▶ [Instruction] Can you turn every line of the records below into a numbered list, skipping any blank lines and leaving the pictures out?

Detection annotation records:

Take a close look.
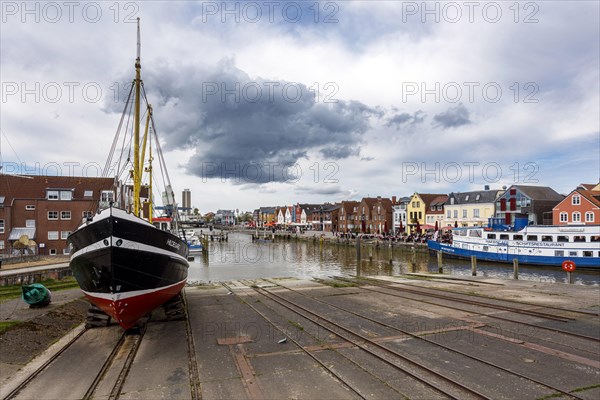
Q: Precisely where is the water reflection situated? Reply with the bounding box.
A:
[188,233,600,285]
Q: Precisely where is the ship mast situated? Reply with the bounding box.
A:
[133,17,142,217]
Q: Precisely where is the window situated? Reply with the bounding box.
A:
[585,211,594,222]
[560,211,569,222]
[100,190,114,203]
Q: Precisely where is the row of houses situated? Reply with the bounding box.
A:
[0,174,600,255]
[253,184,600,234]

▶ [Expected answer]
1. Take a close look.
2. Q: Precisely where is the water reflection situated? Reply with the bounding box.
3. A:
4. [188,233,600,285]
5. Q: Precisely where is the ship mast situated? Reply with the bounding box.
6. A:
7. [133,17,142,217]
8. Q: Precisely where is the window situated? Reply with the bounding box.
9. A:
10. [585,211,594,222]
11. [560,211,569,222]
12. [100,190,114,203]
13. Q: Precisely where is the row of houses situated? Reply with the bounding box.
14. A:
15. [0,174,600,255]
16. [253,184,600,234]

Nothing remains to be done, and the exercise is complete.